**TASKS TO CARRY OUT**
**a)** Copy the passage from the early-onset breast cancer study between "Background: Around 5%–7%" and "of Athens, Greece.", inclusive.
**b)** Answer these questions using the early-onset breast cancer study.
(i) How many young patients with breast cancer were included in the NGS analysis?
(ii) Which gene was the most common pathogenic germline mutation in younger patients?
(iii) How many deaths in both sexes does the introduction attribute to breast cancer?

**TEXT SEGMENT**

The Mutational Landscape of Early-Onset Breast Cancer: A Next-Generation Sequencing Analysis

  • 1Department of Clinical Therapeutics, Alexandra Hospital, Medical School, Athens, Greece
  • 2Hellenic Anticancer Institute, Athens, Greece

Background: Around 5%–7% of breast cancer cases are diagnosed in women younger than 40, making it the leading cause of female cancer in the 25- to 39-year-old age group. Unfortunately, young age at diagnosis is linked to a more aggressive tumor biology and a worse clinical outcome. The identification of the mutational landscape of breast cancer in this age group could optimize the management.

Methods: We performed NGS analysis in paraffin blocks and blood samples of 32 young patients with breast cancer [<40 years] and 90 older patients during the period 2019 through 2021. All patients were treated in a single institution at the Oncology Department of “Alexandra” Hospital, Medical School, University of Athens, Greece.

Results: Breast tumors were characterized more frequently by HER2 overexpression [25% vs 18.9%], higher ki67 levels [75% vs 61%] and lower differentiation [71.9% vs 60%] in the younger group. PIK3CA [6/20; 30%] and TP53 [6/20; 30%] were the most frequent pathogenic somatic mutations identified in young patients, while one case of BRCA2 somatic mutation [1/20; 5%] and one case of PTEN somatic mutation [1/20; 5%] were also identified. PIK3CA mutations [16/50; 32%] and TP53 mutations [20/50; 40%] were the most common somatic mutations identified in older patients, however other somatic mutations were also reported (ATM, AKT, CHEK2, NRAS, CDKN2A, PTEN, NF1, RB1, FGFR1, ERBB2). As for germline mutations, CHEK2 [3/25; 12%] was the most common pathogenic germline mutation in younger patients followed by BRCA1 [2/25; 8%]. Of note, CHEK2 germline mutations were identified less frequently in older patients [2/61; 3%] among others [BRCA1 (2/61; 3%), ATM (2/61; 3%), APC (1/61; 1,6%) and BRCA2 (1/61; 1,6%)].

Conclusion: We here report the mutational profile identified via NGS in patients with early-onset breast cancer compared to their older counterparts. Although the sample size is small and no statistically significant differences were detected, we highlight the need of genetic testing to most patients in this subgroup.

Introduction

Breast cancer remains the leading cause of cancer among females affecting more than 2 260 000 women worldwide in 2020 (1). Despite the recent advances in diagnosis and treatment, breast cancer remains a major disease burden accounting for 685000 deaths in both sexes and 6.8% of cancer-related mortality (1). Although breast cancer is predominantly a disease of aging, early-onset breast cancer has attracted great interest recently. Young age at diagnosis generally refers to women younger than 40, although the definition may vary between different studies (24). Around 5%–7% of breast cancer cases are diagnosed in women younger than 40, making it the leading cause of female cancer in the 25- to 39-year-old age group (2). Even among premenopausal women, the age group <40 years demonstrates an increased risk of breast cancer mortality (4). In the less developed regions like Africa and Middle East, this percentage rises up to 20% due to lack of effective screening. Of note, early childbearing seems to be a risk factor of breast cancer before the age of 35, mainly due to the transient increase in breast cancer risk that occurs around 2 to 7 years following pregnancy (5).

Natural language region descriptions

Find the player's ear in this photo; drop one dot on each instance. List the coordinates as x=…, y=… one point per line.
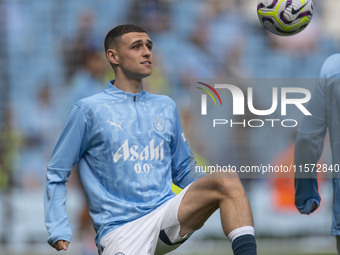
x=112, y=56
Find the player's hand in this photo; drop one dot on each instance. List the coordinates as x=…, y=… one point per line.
x=314, y=207
x=61, y=245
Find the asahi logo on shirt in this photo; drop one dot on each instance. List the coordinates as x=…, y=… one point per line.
x=136, y=152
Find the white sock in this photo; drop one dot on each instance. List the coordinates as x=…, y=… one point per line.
x=246, y=230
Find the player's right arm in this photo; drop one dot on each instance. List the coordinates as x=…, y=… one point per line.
x=71, y=145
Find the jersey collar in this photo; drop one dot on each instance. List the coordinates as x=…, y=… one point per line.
x=114, y=91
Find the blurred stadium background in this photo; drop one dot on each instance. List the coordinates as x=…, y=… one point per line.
x=51, y=54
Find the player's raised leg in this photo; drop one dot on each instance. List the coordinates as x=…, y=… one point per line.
x=207, y=195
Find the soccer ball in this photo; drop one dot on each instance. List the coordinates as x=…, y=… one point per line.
x=285, y=17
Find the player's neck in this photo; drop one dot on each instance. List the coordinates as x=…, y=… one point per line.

**ANSWERS BY ITEM NUMBER**
**a)**
Background: Around 5%–7% of breast cancer cases are diagnosed in women younger than 40, making it the leading cause of female cancer in the 25- to 39-year-old age group. Unfortunately, young age at diagnosis is linked to a more aggressive tumor biology and a worse clinical outcome. The identification of the mutational landscape of breast cancer in this age group could optimize the management.

Methods: We performed NGS analysis in paraffin blocks and blood samples of 32 young patients with breast cancer [<40 years] and 90 older patients during the period 2019 through 2021. All patients were treated in a single institution at the Oncology Department of “Alexandra” Hospital, Medical School, University of Athens, Greece.

**b)**
(i) 32
(ii) CHEK2
(iii) 685000